━━ Testo di riferimento

Il regista di Letterman il kitsch lo fa poco ma, quando lo fa, lo fa da professionista: primo piano sulle mani di madre e sorelle in platea, con le unghie più lunghe più colorate più da burine ricche d’America, che si stringono e sobbalzano, sobbalzano e si stringono. E Kim che dice che non vuole le si disfi il trucco, questa storia l’ha già raccontata, non sa mica perché piange. Piangi perché sei la più formidabile interprete di questo tempo, Kim. Neanche t’è servito dimagrire, per essere immedesimabile; neanche hai dovuto mascherare il tuo essere milionaria, evitare di ricomprarti i brillocchi o di festeggiare il compleanno in isole private, neanche hai dovuto fingerti una di noi – come una Ferragni che mangia il sushi dalla confezione da asporto e ci si chiede cosa sia milionaria a fare – perché ci specchiassimo: professionista.

━━━━

■ **Consegna 1**:
Nel brano, che cosa non vuole Kim mentre piange?
■ **Consegna 2**:
Restituisci senza modifiche la parte del brano compresa tra "Il regista di" e "ci specchiassimo: professionista.", estremi inclusi.

━━ Materiale di lavoro

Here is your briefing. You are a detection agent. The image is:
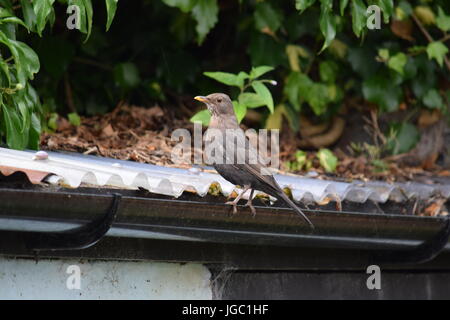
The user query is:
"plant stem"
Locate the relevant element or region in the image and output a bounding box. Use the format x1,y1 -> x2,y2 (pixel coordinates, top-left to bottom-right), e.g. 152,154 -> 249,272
411,13 -> 450,70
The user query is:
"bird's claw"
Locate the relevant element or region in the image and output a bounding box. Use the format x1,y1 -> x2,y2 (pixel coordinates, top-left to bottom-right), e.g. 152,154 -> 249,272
245,201 -> 256,217
225,201 -> 237,214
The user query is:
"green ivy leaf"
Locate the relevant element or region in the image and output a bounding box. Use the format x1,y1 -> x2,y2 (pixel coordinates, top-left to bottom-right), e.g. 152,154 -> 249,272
305,83 -> 330,116
319,60 -> 338,83
190,110 -> 211,126
254,1 -> 281,33
162,0 -> 197,13
339,0 -> 348,16
232,100 -> 247,123
0,16 -> 30,31
436,7 -> 450,32
68,0 -> 93,42
33,0 -> 55,36
317,148 -> 338,172
252,81 -> 273,113
362,74 -> 402,112
422,89 -> 444,109
203,72 -> 244,88
106,0 -> 119,31
387,122 -> 420,155
295,0 -> 316,12
352,0 -> 366,38
283,71 -> 312,111
67,112 -> 81,127
20,0 -> 36,31
192,0 -> 219,44
375,0 -> 394,23
249,66 -> 274,80
1,104 -> 28,150
319,0 -> 336,52
388,52 -> 408,75
427,41 -> 448,67
114,62 -> 141,89
238,92 -> 266,108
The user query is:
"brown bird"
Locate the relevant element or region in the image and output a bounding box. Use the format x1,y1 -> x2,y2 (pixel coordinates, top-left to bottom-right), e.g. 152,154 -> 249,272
194,93 -> 314,229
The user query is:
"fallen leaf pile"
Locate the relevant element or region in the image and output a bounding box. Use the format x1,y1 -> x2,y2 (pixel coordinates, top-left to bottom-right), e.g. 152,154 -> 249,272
41,104 -> 192,166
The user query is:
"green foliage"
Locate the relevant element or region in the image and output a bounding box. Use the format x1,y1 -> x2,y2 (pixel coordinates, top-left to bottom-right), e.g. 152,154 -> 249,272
0,0 -> 450,161
0,0 -> 117,149
285,148 -> 338,173
191,66 -> 276,126
386,122 -> 420,155
317,148 -> 338,172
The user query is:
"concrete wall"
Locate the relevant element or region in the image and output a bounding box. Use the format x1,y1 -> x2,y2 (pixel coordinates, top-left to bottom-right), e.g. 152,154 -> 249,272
0,257 -> 212,300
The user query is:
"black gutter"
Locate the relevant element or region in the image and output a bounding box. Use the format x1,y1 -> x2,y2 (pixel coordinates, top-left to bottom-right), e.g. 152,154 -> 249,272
0,188 -> 446,258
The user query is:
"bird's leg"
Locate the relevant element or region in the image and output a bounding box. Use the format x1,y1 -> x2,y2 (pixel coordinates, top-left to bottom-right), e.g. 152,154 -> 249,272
225,186 -> 250,214
245,189 -> 256,216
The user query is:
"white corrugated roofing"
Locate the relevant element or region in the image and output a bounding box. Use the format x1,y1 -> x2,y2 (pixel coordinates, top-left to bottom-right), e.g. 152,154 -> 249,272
0,148 -> 450,203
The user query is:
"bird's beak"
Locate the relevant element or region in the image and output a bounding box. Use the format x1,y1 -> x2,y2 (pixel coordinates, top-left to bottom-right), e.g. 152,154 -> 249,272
194,96 -> 208,103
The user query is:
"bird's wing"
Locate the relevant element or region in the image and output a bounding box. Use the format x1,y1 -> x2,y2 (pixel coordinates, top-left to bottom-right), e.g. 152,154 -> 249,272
233,163 -> 282,196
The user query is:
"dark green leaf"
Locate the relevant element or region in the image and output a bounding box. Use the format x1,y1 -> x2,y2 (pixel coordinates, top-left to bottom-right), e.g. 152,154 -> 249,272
1,104 -> 28,150
233,100 -> 247,123
192,0 -> 219,44
203,72 -> 246,88
295,0 -> 316,12
339,0 -> 348,16
319,0 -> 336,51
319,60 -> 338,83
388,52 -> 408,75
436,7 -> 450,32
114,62 -> 141,89
238,92 -> 266,108
67,112 -> 81,127
387,122 -> 420,155
254,2 -> 282,33
284,71 -> 312,111
427,41 -> 448,67
352,0 -> 366,37
362,74 -> 402,112
249,66 -> 273,79
252,81 -> 273,113
33,0 -> 55,36
375,0 -> 394,23
162,0 -> 197,13
20,0 -> 36,31
317,148 -> 338,172
422,89 -> 444,109
106,0 -> 119,31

━━━━

■ **Soluzione 1**:
Non vuole che le si disfi il trucco.

■ **Soluzione 2**:
Il regista di Letterman il kitsch lo fa poco ma, quando lo fa, lo fa da professionista: primo piano sulle mani di madre e sorelle in platea, con le unghie più lunghe più colorate più da burine ricche d’America, che si stringono e sobbalzano, sobbalzano e si stringono. E Kim che dice che non vuole le si disfi il trucco, questa storia l’ha già raccontata, non sa mica perché piange. Piangi perché sei la più formidabile interprete di questo tempo, Kim. Neanche t’è servito dimagrire, per essere immedesimabile; neanche hai dovuto mascherare il tuo essere milionaria, evitare di ricomprarti i brillocchi o di festeggiare il compleanno in isole private, neanche hai dovuto fingerti una di noi – come una Ferragni che mangia il sushi dalla confezione da asporto e ci si chiede cosa sia milionaria a fare – perché ci specchiassimo: professionista.